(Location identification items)
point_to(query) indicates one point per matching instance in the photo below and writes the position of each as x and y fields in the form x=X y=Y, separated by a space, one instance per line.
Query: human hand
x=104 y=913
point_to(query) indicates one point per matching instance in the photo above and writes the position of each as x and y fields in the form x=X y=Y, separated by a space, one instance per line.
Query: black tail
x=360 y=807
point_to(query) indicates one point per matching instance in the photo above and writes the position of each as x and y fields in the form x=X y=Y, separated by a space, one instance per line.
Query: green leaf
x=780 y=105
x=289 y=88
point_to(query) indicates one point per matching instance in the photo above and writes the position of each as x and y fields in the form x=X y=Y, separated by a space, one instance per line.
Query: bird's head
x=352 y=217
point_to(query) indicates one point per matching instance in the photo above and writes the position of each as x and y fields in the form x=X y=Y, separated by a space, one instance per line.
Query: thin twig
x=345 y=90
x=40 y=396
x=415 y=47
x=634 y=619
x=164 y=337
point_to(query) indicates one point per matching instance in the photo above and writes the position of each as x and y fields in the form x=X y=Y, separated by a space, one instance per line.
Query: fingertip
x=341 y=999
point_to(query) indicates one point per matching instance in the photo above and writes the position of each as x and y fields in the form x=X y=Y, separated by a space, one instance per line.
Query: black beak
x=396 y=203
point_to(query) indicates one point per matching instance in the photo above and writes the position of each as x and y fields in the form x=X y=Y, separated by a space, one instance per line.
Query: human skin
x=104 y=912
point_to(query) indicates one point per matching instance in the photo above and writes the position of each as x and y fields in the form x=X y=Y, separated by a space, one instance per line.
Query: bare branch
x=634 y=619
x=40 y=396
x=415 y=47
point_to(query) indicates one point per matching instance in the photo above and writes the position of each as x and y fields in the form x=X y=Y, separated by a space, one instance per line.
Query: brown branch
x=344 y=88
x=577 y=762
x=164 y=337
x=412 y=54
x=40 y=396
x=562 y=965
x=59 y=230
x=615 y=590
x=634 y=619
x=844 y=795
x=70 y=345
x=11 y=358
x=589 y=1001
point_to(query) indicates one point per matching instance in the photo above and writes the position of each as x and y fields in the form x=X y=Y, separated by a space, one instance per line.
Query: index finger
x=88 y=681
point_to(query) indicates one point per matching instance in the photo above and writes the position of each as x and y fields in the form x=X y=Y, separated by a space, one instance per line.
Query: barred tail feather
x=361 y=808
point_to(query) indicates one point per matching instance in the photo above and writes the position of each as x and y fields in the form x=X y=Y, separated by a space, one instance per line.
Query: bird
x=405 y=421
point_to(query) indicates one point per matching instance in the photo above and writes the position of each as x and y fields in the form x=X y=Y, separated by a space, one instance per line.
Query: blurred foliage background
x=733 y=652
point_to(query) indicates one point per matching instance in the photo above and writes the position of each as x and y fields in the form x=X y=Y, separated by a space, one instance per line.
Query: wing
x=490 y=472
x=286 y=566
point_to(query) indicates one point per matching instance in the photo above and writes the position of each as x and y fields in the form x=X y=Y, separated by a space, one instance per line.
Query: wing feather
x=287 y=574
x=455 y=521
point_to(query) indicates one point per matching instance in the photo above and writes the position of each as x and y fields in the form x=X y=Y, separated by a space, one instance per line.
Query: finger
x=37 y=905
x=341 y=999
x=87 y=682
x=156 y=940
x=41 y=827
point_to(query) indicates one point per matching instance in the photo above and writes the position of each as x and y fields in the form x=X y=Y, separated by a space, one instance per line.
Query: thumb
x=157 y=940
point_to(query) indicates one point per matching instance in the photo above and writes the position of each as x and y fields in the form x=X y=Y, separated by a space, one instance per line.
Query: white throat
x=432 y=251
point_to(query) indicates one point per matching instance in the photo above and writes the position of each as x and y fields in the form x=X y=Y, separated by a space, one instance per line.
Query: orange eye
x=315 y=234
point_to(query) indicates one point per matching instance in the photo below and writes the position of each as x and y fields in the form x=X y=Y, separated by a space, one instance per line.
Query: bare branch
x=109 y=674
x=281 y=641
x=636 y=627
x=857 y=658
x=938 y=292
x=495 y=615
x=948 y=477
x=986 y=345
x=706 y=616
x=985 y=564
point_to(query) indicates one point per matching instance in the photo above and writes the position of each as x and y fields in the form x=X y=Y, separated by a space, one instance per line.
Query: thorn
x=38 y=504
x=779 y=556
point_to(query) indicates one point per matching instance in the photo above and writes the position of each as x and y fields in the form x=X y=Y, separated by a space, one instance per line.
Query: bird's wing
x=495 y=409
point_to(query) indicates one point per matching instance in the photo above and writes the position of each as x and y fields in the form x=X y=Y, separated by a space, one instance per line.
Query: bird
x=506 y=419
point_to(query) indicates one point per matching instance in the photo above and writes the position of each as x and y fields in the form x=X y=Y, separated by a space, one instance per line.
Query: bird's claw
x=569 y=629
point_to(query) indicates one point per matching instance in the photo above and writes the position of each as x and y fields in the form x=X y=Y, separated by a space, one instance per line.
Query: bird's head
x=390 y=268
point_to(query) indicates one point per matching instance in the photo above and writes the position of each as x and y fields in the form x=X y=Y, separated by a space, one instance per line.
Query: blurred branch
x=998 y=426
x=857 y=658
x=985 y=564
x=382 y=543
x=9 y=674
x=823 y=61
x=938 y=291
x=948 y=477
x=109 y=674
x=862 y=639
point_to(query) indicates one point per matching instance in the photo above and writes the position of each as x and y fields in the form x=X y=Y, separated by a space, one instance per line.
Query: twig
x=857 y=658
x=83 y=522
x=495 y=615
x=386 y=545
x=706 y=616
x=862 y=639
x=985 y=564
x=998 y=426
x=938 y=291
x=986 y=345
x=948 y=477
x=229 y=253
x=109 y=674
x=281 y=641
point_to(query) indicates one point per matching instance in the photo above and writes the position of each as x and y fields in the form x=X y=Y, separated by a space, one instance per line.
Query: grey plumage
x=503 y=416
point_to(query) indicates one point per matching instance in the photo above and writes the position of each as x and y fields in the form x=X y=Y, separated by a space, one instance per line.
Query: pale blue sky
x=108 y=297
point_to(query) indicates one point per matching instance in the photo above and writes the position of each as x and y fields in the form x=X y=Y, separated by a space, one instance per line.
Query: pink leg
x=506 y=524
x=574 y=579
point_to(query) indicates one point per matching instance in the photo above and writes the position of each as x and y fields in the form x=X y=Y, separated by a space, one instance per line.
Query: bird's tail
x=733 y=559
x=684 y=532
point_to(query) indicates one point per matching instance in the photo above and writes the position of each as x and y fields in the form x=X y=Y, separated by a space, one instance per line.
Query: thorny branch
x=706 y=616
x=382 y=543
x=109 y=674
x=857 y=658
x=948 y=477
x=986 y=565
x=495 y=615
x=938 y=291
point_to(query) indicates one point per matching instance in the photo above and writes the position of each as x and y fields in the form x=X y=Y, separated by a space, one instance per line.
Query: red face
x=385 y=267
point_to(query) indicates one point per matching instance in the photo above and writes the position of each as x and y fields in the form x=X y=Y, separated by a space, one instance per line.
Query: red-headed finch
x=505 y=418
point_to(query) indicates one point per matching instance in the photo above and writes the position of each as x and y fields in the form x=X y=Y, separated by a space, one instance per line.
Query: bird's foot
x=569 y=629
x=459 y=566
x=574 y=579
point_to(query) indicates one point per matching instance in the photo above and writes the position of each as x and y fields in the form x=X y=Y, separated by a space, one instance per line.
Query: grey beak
* * *
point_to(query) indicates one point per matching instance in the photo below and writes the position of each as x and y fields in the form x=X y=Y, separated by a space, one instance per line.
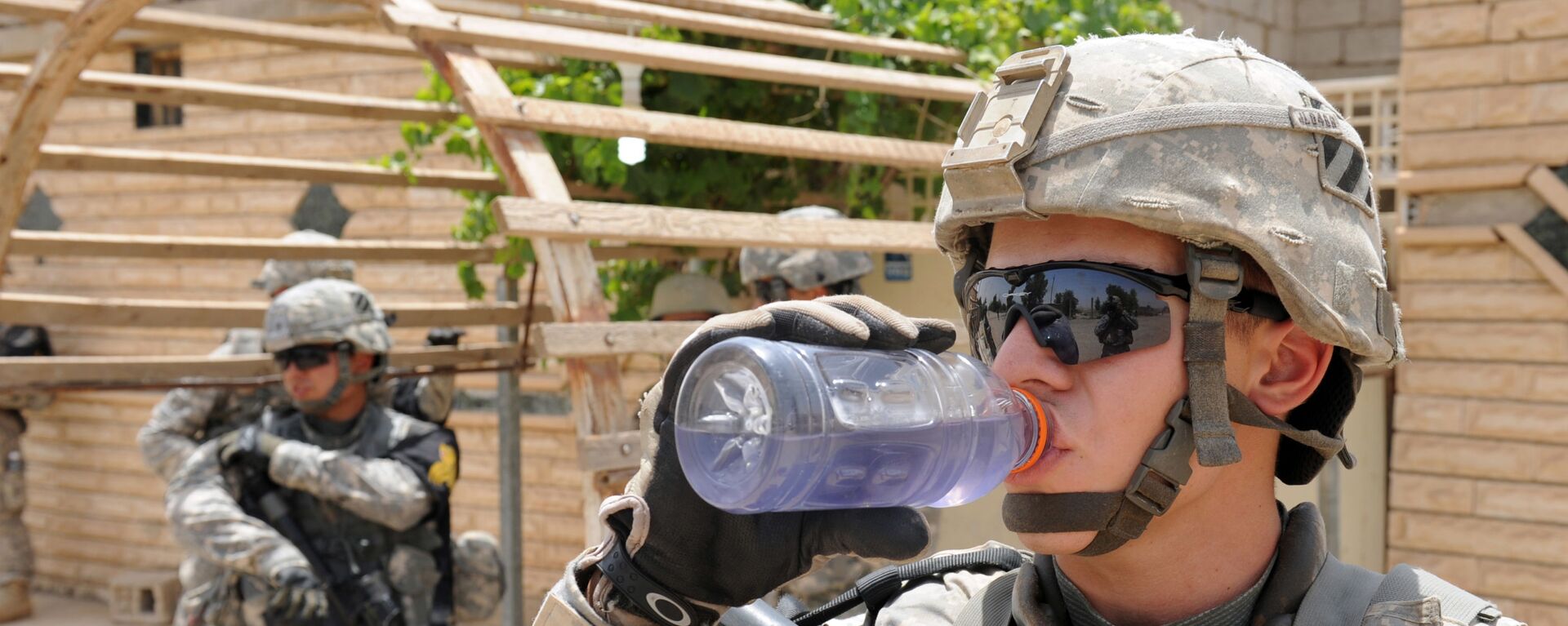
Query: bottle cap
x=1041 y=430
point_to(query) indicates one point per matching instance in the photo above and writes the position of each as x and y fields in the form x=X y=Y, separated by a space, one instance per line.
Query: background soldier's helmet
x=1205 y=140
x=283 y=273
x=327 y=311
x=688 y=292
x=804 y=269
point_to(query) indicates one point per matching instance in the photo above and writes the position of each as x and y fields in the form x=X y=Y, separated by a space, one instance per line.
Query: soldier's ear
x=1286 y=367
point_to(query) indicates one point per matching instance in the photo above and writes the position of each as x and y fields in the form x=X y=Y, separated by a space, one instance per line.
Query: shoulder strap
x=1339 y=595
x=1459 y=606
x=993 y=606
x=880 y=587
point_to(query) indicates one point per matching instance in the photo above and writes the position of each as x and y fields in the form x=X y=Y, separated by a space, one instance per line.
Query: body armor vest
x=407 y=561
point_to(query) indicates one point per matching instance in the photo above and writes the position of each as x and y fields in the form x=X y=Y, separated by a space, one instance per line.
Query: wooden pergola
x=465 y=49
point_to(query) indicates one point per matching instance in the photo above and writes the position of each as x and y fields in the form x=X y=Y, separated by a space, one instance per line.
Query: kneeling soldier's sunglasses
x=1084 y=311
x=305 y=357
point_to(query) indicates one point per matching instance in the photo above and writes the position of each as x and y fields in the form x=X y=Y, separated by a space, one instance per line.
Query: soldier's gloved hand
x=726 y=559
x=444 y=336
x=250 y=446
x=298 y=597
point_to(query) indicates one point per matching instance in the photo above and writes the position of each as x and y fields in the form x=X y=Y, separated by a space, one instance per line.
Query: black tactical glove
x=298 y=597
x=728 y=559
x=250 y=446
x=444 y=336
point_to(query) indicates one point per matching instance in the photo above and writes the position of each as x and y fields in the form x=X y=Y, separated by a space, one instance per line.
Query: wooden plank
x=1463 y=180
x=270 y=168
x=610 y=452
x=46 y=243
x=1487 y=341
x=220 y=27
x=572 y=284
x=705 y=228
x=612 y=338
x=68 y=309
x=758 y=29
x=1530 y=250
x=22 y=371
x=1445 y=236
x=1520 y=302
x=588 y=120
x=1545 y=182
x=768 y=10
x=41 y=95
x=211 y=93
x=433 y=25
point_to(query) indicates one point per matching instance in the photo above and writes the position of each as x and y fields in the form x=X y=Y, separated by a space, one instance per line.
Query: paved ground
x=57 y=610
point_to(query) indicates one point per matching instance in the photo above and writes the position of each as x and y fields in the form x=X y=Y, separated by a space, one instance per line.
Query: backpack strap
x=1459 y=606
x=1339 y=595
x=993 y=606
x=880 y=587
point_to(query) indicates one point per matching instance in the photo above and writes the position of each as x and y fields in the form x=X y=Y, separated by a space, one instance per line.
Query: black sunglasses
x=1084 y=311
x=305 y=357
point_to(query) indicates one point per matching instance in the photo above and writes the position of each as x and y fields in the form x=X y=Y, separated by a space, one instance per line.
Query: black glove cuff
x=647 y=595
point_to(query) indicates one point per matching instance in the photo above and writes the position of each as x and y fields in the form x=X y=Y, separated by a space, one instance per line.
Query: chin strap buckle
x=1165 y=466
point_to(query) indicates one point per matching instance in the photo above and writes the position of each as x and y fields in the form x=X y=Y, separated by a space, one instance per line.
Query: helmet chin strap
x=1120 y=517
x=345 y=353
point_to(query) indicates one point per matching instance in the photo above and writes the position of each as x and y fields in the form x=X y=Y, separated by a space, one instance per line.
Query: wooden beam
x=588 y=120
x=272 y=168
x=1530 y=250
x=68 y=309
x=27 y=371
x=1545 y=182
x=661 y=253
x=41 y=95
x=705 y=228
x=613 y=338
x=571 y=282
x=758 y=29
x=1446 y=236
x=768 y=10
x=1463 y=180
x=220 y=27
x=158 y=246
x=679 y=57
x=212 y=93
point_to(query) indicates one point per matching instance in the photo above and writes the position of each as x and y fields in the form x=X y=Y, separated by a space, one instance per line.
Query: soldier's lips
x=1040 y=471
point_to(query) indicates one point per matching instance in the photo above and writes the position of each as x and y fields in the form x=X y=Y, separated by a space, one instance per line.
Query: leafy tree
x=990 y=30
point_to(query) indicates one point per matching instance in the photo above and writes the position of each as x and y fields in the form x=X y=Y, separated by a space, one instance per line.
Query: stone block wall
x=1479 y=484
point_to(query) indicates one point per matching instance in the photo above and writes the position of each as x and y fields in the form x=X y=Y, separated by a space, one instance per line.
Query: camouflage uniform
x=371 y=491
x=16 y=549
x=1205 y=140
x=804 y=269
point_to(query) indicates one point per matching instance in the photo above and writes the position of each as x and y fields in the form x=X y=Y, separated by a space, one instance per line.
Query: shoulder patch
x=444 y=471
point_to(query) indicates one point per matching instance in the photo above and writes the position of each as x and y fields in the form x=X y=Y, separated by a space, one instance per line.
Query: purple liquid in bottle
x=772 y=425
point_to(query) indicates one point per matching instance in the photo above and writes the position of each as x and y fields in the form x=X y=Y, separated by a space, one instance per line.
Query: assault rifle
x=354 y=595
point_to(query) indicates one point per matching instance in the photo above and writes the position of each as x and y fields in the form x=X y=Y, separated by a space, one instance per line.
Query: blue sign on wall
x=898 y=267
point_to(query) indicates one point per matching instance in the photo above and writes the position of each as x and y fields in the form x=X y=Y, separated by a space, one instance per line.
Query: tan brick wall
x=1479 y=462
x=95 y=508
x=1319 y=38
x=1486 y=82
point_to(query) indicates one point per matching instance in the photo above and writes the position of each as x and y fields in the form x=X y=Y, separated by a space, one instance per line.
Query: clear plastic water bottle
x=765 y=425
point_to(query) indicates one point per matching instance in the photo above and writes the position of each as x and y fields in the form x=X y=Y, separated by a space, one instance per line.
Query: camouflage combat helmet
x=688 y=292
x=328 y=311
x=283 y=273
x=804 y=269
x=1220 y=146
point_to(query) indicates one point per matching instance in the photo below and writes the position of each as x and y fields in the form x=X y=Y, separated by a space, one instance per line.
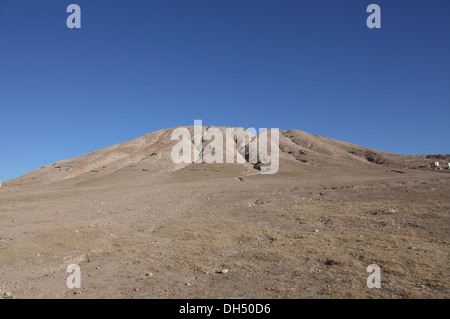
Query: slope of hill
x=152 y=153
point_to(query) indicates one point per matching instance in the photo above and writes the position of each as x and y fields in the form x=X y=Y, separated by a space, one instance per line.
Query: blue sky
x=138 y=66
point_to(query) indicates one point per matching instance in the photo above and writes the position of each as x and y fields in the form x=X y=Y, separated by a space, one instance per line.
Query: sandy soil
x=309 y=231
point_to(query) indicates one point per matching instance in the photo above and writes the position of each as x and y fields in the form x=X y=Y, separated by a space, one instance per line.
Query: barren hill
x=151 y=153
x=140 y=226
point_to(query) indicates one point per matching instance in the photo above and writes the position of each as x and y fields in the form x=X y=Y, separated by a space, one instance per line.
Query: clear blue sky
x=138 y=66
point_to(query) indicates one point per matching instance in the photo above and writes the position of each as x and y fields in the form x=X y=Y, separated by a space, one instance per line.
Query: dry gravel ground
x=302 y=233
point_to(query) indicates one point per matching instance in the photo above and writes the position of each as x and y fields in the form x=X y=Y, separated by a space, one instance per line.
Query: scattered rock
--
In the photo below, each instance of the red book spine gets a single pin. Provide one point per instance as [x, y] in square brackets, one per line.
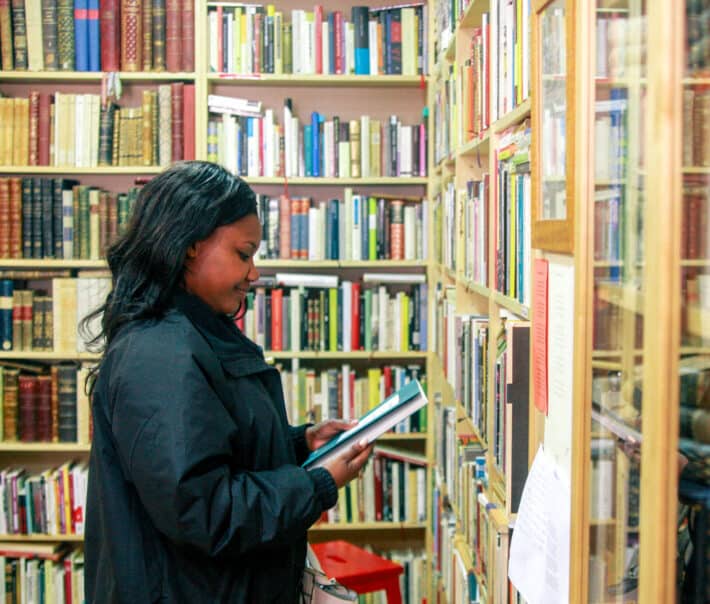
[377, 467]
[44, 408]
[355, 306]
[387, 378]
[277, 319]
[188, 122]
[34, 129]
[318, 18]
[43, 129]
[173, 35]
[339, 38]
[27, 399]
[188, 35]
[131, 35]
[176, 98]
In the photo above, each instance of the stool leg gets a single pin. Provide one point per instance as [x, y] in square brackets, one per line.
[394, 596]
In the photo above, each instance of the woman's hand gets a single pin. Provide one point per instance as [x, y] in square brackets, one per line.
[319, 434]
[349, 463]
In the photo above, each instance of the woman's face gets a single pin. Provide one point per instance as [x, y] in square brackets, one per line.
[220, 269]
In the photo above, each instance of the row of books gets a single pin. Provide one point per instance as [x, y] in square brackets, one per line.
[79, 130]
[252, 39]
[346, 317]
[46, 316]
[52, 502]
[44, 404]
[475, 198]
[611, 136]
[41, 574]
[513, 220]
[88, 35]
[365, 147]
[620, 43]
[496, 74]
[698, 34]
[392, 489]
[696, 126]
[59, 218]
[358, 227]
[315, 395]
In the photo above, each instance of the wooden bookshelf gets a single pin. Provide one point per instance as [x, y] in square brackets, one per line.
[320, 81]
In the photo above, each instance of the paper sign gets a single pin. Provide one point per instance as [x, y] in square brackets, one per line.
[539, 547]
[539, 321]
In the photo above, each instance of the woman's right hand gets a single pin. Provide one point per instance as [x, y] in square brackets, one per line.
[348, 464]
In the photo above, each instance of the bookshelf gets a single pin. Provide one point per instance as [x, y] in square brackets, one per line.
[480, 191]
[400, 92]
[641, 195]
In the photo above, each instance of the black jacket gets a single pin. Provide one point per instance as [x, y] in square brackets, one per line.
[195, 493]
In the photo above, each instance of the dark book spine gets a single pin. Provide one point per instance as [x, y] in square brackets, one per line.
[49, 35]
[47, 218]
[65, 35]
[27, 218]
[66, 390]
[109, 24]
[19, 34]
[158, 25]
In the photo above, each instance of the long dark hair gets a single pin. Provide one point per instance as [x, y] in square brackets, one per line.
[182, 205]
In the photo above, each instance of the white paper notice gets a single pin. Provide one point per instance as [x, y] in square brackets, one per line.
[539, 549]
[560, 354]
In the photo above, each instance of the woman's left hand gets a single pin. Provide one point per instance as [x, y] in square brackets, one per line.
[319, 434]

Job: Find every line in the rows above that contains the word "bookshelf" and copy each one in full. Case counts.

Reply to the task:
In the photo above, each instance of the wooden bookshelf gets a single pin. Provide one point per instance as [x, y] in square brackets, one per line.
In the photo above, each instance of the bookshelf gets a single pin. Provide one point per instance as [x, y] in square brackets, one per line.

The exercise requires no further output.